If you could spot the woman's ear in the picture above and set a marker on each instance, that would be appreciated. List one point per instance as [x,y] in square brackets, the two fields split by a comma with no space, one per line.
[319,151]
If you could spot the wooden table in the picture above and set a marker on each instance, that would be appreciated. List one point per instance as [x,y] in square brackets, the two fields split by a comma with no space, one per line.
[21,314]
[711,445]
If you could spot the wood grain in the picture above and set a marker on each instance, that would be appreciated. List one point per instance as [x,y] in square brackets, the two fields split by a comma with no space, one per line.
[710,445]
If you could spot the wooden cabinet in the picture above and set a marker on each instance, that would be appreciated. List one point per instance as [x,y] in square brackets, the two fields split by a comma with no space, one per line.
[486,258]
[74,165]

> [Exercise]
Reproduce the items starting at the line that contains "If you could spot the wood grain" and ending at the end of the items, replacing "wooden cabinet" with "wooden cupboard" and leaving everything else unchanged.

> [Full answer]
If you could spot the wood grain in the picture above and set a marker on each instance, that would be appreciated. List one point per instance as [x,y] in square brackets, the two fields split by a comma with no space, one per line.
[710,445]
If you could spot the wooden cupboard in the picture above and set a marker on each instance, that would be appreciated. List one point per instance as [x,y] in square brackets, the two fields split by a comma with no space, one per line.
[486,258]
[74,165]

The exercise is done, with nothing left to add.